>> Begin DATA LISTING

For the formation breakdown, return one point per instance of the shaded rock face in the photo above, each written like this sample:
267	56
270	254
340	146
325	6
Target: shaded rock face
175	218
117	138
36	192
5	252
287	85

>> End DATA LISTING

## AIM OF THE TASK:
Write out the listing above line for line, without changing a single character.

## THE SOLUTION:
For the formation breakdown, return one point per instance of the shaded rock face in the photo above, each written like this sample:
267	56
270	254
340	146
325	6
Target: shaded rock face
175	218
117	138
36	192
5	252
287	85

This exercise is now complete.